▶ _EXTRAIT_
=====

C'est un film canadien. Sur Winnipeg. Une sorte de documentaire. En noir et blanc. Allez, ne tournez pas la page...

Depuis le temps que je tente de partager mon amour du cinéma canadien, je me heurte encore et toujours à un mur de sarcasmes, de condescendance et d'incompréhension.

La première fois - je devais avoir 14 ans -, j'avais loué pour ma gang de chums I've Heard the Mermaids Singing de Patricia Rozema. «Un film canadien? À quoi t'as pensé?» On m'en parle encore.

J'ai eu ma leçon. Je ne tenterai même pas de vous convaincre des mérites de My Winnipeg de Guy Maddin (à l'affiche la semaine prochaine), un objet cinématographique hors du commun, nostalgique, onirique et bringuebalant, qui vaut selon moi le déplacement. Ceux qui en ont envie (Guy Maddin ne convient pas à tous), et qui ne snobent pas d'emblée le cinéma canadien, iront voir de quoi il en retourne.

=====

▶ _CONSIGNES_
**1.** Présentez en CSV à deux colonnes, texte et reponse, les entrées qui vont de la ligne contenant « the wing, which » jusqu'à celle contenant « (413, 1021) », ces deux lignes comprises. Mettez une ligne par entrée, chaque valeur dans un seul champ entre guillemets, et remplacez les sauts de ligne par des espaces.
**2.** Prolongez le texte sur le cinéma canadien à partir de sa dernière phrase.

▶ _Exemples d'étiquetage par points_
=====

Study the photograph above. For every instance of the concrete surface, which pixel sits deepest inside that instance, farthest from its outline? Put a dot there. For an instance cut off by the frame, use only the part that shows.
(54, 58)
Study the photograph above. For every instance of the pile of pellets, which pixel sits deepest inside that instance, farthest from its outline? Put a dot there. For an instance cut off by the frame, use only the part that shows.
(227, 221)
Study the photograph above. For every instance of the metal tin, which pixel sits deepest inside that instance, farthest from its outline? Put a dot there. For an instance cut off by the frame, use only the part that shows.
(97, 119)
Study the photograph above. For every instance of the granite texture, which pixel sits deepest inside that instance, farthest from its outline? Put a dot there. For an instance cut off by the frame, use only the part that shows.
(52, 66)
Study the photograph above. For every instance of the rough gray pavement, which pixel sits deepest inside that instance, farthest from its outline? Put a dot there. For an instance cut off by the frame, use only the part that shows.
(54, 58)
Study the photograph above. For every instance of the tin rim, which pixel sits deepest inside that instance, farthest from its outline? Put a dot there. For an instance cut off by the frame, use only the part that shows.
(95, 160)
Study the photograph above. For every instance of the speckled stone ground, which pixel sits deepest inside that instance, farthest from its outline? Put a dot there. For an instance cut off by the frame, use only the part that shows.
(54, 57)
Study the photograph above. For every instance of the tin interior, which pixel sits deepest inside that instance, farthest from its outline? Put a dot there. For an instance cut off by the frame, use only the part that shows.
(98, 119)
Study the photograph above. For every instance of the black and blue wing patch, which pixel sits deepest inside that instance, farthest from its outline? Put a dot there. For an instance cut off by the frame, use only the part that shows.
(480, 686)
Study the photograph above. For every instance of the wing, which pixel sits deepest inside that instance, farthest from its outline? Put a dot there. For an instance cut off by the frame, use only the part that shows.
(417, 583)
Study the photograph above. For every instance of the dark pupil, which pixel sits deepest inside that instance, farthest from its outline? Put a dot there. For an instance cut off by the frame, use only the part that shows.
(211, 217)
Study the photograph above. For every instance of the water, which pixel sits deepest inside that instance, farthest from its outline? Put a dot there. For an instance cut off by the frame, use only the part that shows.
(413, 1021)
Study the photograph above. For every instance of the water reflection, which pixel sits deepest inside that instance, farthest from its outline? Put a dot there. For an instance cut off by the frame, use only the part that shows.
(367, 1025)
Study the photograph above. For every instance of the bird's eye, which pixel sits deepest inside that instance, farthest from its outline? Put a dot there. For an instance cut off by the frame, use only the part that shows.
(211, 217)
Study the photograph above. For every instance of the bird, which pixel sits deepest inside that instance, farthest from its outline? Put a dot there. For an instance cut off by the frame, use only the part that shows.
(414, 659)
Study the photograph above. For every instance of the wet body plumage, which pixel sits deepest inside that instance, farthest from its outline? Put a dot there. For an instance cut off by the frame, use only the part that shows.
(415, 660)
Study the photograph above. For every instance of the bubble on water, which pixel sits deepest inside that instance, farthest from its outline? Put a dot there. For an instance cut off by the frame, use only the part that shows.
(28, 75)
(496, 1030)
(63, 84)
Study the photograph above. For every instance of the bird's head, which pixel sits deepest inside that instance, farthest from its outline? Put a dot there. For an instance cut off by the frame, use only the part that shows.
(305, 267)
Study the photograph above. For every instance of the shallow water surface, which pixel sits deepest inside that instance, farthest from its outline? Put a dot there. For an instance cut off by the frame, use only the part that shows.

=====

▶ _RÉPONSES_
**1.**
texte,reponse
"Study the photograph above. For every instance of the wing, which pixel sits deepest inside that instance, farthest from its outline? Put a dot there. For an instance cut off by the frame, use only the part that shows.","(417, 583)"
"Study the photograph above. For every instance of the dark pupil, which pixel sits deepest inside that instance, farthest from its outline? Put a dot there. For an instance cut off by the frame, use only the part that shows.","(211, 217)"
"Study the photograph above. For every instance of the water, which pixel sits deepest inside that instance, farthest from its outline? Put a dot there. For an instance cut off by the frame, use only the part that shows.","(413, 1021)"

**2.**
Mais je profiterai en revanche de la fête du Canada, à l'instar du Cinéma du Parc qui présente jusqu'au 3 juillet quatre «joyaux de la cinématographie canadienne» (The Apprenticeship of Duddy Kravitz, The Tracey Fragments, The Grey Fox et Nobody Waved Goodbye), pour suggérer 10 films de fiction canadiens, tournés dans la langue de Norman McLaren par autant de cinéastes, qui sont à mon avis incontournables.

1. The Sweet Hereafter d'Atom Egoyan
Un accident d'autobus scolaire cause la mort de 14 enfants dans un village de la Colombie-Britannique. L'adaptation du roman de Russel Banks est le film le plus abouti, et le plus touchant, d'Atom Egoyan. Sarah Polley interprète avec grande finesse le rôle d'une survivante, qui tient le sort de sa communauté entre ses mains. Grand Prix du jury au Festival de Cannes.

2. Dead Ringers de David Cronenberg
Jeremy Irons n'a peut-être jamais été plus troublant que dans ce double rôle de vrais jumeaux - et gynécologues - déstabilisés par la présence forte d'une actrice célèbre (Geneviève Bujold), de laquelle ils tombent tous deux amoureux. Le rouge (sang) et le noir (cauchemardesque), selon David Cronenberg, qui a disséqué le sujet.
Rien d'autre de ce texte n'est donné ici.